= Beginning of Section =

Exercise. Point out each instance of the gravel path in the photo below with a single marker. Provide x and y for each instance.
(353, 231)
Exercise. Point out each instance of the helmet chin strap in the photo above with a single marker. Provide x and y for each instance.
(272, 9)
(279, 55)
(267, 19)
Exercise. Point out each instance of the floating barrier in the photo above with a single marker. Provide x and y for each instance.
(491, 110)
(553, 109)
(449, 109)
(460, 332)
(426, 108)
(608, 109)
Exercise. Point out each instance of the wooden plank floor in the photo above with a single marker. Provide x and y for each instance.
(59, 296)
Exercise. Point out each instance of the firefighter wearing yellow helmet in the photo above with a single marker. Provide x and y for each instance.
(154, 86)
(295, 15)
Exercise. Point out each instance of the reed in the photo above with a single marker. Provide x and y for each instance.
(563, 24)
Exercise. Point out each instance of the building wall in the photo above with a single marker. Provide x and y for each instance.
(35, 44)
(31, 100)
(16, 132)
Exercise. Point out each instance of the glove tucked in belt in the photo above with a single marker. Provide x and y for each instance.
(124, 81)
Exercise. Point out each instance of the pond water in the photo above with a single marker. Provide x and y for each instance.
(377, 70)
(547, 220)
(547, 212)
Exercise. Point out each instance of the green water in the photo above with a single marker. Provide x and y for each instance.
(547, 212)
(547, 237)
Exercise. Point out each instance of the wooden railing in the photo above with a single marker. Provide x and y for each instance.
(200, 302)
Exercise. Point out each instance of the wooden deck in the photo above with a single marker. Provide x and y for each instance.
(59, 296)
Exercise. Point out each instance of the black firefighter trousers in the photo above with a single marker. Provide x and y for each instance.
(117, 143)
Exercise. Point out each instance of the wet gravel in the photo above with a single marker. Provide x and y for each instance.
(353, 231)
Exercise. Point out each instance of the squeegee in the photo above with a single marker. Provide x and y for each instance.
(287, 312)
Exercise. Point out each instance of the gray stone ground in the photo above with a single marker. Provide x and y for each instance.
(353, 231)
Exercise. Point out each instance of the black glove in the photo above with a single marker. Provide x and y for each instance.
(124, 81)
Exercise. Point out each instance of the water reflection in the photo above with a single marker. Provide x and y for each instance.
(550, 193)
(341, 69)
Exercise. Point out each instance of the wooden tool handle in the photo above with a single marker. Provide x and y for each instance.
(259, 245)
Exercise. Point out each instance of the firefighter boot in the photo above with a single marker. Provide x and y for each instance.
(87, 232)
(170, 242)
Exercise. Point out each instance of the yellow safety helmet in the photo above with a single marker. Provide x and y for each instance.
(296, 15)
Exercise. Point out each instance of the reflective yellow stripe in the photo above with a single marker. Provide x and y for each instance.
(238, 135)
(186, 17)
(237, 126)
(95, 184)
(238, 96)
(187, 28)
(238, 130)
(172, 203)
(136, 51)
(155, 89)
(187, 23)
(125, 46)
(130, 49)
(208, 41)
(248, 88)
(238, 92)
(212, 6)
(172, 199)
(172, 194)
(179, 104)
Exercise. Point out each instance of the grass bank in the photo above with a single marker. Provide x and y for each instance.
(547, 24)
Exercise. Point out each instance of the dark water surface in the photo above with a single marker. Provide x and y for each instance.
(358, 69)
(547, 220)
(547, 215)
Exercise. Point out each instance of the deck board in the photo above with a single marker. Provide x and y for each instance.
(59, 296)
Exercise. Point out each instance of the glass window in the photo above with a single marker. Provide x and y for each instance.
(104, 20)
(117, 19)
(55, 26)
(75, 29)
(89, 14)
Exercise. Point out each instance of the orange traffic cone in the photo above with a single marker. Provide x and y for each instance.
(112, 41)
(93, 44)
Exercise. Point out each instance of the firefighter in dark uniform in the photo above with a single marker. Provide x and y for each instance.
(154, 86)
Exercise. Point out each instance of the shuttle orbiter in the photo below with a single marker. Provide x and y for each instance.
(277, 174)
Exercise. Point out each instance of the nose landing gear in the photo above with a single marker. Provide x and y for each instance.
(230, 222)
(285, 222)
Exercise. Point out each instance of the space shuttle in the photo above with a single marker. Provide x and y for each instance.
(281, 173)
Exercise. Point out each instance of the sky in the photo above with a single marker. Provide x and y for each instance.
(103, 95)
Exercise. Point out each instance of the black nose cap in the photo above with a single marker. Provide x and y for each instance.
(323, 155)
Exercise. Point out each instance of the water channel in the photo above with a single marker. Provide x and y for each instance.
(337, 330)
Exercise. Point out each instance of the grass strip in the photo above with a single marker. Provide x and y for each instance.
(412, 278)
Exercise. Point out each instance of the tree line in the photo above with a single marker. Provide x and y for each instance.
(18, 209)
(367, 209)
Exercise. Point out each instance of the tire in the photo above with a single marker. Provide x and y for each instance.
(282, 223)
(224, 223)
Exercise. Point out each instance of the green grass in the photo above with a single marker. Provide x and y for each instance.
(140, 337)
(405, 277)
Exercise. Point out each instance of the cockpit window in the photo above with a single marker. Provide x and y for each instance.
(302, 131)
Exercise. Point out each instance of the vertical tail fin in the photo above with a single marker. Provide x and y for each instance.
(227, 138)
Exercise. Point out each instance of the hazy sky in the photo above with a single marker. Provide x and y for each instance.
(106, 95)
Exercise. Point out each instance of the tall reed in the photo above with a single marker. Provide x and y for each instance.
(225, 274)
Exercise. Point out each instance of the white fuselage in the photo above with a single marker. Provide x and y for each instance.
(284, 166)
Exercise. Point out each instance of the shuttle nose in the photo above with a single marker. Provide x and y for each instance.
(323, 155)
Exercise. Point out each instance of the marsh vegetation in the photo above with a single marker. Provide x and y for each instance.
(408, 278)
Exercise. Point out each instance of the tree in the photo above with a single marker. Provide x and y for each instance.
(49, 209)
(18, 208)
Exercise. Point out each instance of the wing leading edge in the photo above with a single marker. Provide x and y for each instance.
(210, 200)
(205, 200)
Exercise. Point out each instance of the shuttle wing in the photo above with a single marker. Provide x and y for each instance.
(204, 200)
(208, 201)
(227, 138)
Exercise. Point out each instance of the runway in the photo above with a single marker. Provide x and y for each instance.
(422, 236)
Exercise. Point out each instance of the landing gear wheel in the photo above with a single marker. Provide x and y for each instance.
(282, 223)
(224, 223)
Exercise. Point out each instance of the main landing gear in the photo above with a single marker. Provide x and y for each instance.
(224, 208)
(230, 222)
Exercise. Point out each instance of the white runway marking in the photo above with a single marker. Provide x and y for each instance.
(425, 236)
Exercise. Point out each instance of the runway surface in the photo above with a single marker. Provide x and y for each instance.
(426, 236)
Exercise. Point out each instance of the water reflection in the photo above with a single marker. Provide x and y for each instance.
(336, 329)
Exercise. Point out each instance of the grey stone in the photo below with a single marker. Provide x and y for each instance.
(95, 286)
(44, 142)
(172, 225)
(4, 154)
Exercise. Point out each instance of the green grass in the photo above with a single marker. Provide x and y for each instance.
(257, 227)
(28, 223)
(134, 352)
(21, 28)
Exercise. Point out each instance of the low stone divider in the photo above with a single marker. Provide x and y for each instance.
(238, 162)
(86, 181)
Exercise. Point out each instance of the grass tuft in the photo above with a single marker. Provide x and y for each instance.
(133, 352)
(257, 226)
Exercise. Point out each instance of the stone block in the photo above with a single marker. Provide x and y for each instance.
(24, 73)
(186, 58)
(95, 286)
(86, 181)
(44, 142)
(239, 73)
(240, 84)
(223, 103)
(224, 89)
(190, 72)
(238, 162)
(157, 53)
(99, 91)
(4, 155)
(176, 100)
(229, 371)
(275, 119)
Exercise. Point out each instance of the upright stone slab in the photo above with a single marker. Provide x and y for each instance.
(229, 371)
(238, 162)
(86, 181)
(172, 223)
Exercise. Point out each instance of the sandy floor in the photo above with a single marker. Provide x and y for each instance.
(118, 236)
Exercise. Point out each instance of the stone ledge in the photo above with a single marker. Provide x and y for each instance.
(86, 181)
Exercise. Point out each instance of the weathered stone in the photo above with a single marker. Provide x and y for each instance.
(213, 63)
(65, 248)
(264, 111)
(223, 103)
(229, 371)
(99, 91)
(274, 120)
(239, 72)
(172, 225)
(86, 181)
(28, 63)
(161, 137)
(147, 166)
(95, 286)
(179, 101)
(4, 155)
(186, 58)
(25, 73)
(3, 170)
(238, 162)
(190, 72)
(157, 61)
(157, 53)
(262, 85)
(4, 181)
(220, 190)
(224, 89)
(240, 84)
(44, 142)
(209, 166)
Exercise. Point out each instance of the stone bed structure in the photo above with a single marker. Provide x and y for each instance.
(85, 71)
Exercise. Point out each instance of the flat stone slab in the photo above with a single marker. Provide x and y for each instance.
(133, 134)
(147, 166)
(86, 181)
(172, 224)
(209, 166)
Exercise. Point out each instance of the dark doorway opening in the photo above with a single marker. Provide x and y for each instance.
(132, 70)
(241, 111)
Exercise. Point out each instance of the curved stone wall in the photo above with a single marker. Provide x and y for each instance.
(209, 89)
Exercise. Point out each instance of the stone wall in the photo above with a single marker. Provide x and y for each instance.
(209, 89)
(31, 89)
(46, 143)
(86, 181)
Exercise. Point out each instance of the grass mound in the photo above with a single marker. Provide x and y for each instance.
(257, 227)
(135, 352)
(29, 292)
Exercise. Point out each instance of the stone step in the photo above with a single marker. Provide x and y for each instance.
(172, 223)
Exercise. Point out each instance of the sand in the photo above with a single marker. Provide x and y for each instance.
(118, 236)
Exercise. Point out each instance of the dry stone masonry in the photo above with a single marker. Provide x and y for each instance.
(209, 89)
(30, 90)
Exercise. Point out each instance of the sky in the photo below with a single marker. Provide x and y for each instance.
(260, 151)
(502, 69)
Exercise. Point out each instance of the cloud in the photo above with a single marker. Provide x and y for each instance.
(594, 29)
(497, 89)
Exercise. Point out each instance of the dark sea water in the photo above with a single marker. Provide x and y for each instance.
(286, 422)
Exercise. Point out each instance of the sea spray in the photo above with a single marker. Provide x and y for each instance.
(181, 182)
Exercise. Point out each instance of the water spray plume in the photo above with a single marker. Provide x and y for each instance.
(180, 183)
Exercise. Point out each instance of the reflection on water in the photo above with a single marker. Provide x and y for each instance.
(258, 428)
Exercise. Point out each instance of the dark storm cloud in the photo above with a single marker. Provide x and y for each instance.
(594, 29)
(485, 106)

= End of Section =

◆ WHAT THE TASK ASKS ◆
Start at the line containing "Exercise. Point out each instance of the dark storm" and return each line up to and including the last line of the material.

◆ REPLY TO THE EXERCISE ◆
Exercise. Point out each instance of the dark storm cloud in the photo above with a single marker. Provide x and y for each instance.
(594, 29)
(485, 106)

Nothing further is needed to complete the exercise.